Exercise tasks:
1. From the music review, extract the text between "Brian Allen / Reuben" and "the instrumental deviations.", inclusive.
2. Summarize the music review in two sentences.
3. In the music review, what instrument does Graham Halliwell play in VHF?

Provided passage:
The Erstwhile label needs no introduction to readers of this mag or aficionados of today's improvised music, having released an impressive catalogue of albums since its inception back in 1999. But how many of you have the first album released on the label, Extracts by VHF – aka Simon Vincent (percussion and electronics), Graham Halliwell (alto saxophone) and Simon H. Fell (bass)? If you don't, try to find a place for it on your shelves alongside other "classic" Erst platters like Weather Sky and Duos for Doris. Chroniclers of the label tend to point to The World Turned Upside Down as the first "quintessentially Erstwhile" album, but there's a strong case to be made for Extracts, even if Vincent's work is still far from easy to pin down (seems he's worked with everyone from Art Farmer to Photek via Def Tex and Karlheinz Stockhausen – no shit!), Fell is better known for his groundbreaking work combining post-serial composition and free jazz blowout and Halliwell has spent the past couple of years concentrating on his exquisite sax feedback in groups like +minus with Mark Wastell and Bernhard Günter. The appearance – five years after it was recorded! – of a second VHF album on the Slovenian bijou label L'innomable (limited edition, beautiful design, they sell out fast, you have been warned) is further proof that it sometimes takes cream a while to rise to the surface. Each of the four extended tracks on Statics is a superb example of sustained, predominantly slow texture-based improvisation. The music is understated, reined in, but intense and focussed. Halliwell is impressive throughout, using a wide range of extended techniques (those who only know his work through +minus will be surprised), and Fell gives Polwechsel's Werner Dafeldecker a run for his money when it comes to exploring the deep, dark dusty corners of the bass. Vincent's work is as rich and surprising as his CV: for sheer poise and subtlety even Günter Müller would have a hard time coming close. Do yourself a favour and check this out – and pick up a copy of Extracts while you're at it.–DW

Brian Allen / Reuben Radding
Brian Allen / Tony Malaby / Tom Rainey
Houston-based trombonist and composer Brian Allen has become an increasingly active force in contemporary creative music circles. Though still a disciple of players like Slide Hampton and Curtis Fuller, Allen has nevertheless found very personal ways to break down his slippery bop-honed trombone chops. He takes the instrument apart, removes the mouthpiece to vocalize through the bare tubing, raps the mouthpiece against the bell, and employs multiphonics – but there’s that polished jazz-trombone sound cutting through all of the instrumental deviations.

Supplied data:
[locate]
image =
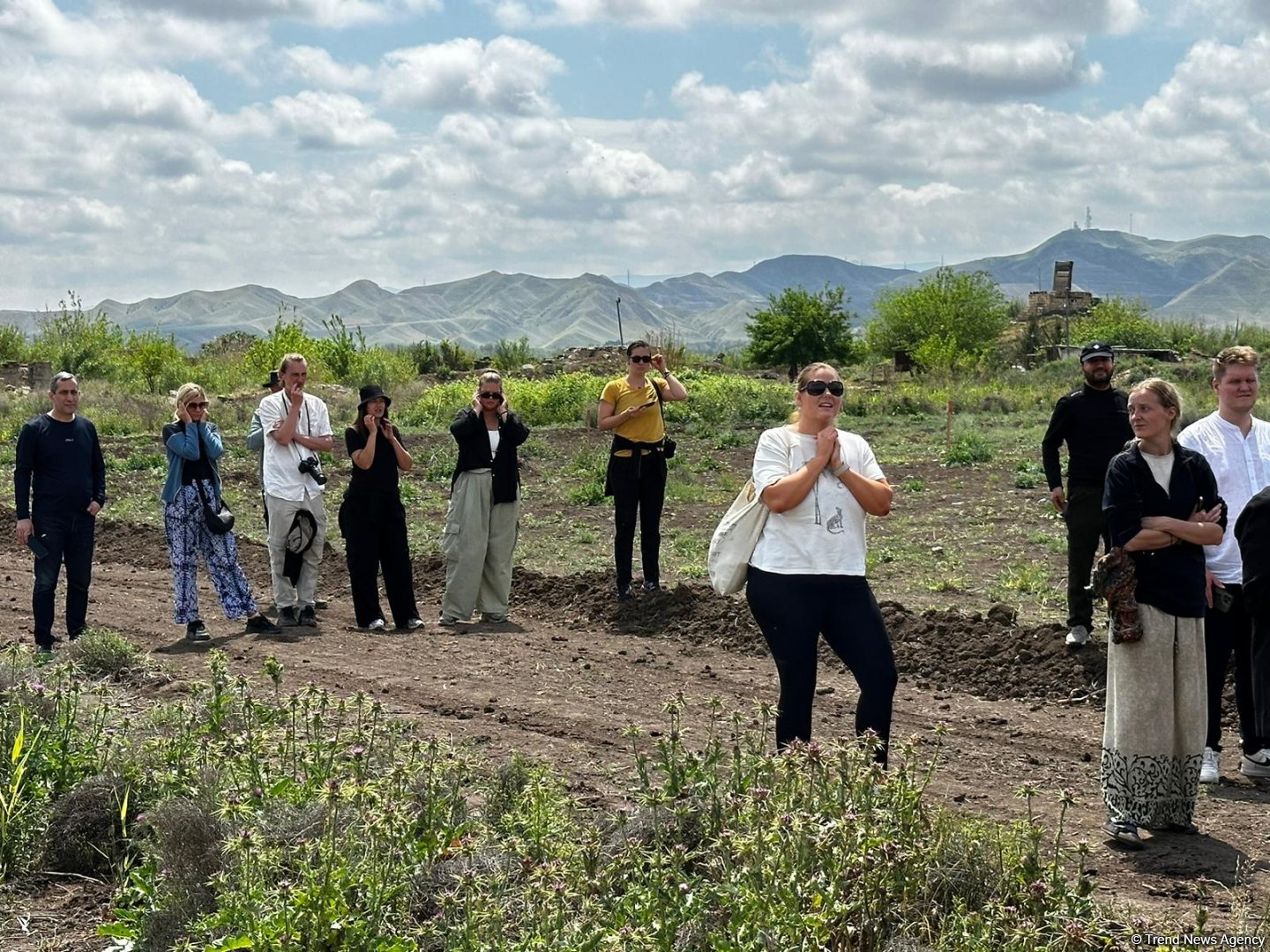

Results for each task:
1.
Brian Allen / Reuben Radding
Brian Allen / Tony Malaby / Tom Rainey
Houston-based trombonist and composer Brian Allen has become an increasingly active force in contemporary creative music circles. Though still a disciple of players like Slide Hampton and Curtis Fuller, Allen has nevertheless found very personal ways to break down his slippery bop-honed trombone chops. He takes the instrument apart, removes the mouthpiece to vocalize through the bare tubing, raps the mouthpiece against the bell, and employs multiphonics – but there’s that polished jazz-trombone sound cutting through all of the instrumental deviations.

2. The review praises Statics, a second album by the improvising trio VHF that appeared on the Slovenian label L'innomable five years after it was recorded, and urges readers to also get Extracts, the trio's earlier album and the first Erstwhile release. It then introduces Houston-based trombonist Brian Allen, who takes his bop-honed technique apart with extended methods while keeping a polished jazz-trombone sound.

3. Alto saxophone.